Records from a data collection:
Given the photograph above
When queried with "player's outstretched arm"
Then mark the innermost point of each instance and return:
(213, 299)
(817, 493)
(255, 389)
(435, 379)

Aim of the task: The entries shown above must be reproduced in full, exactly as written.

Response for this exercise:
Given the photograph above
When queried with "player's outstretched arm"
Then mark the innermost point of each instance and return:
(213, 299)
(817, 493)
(255, 389)
(435, 379)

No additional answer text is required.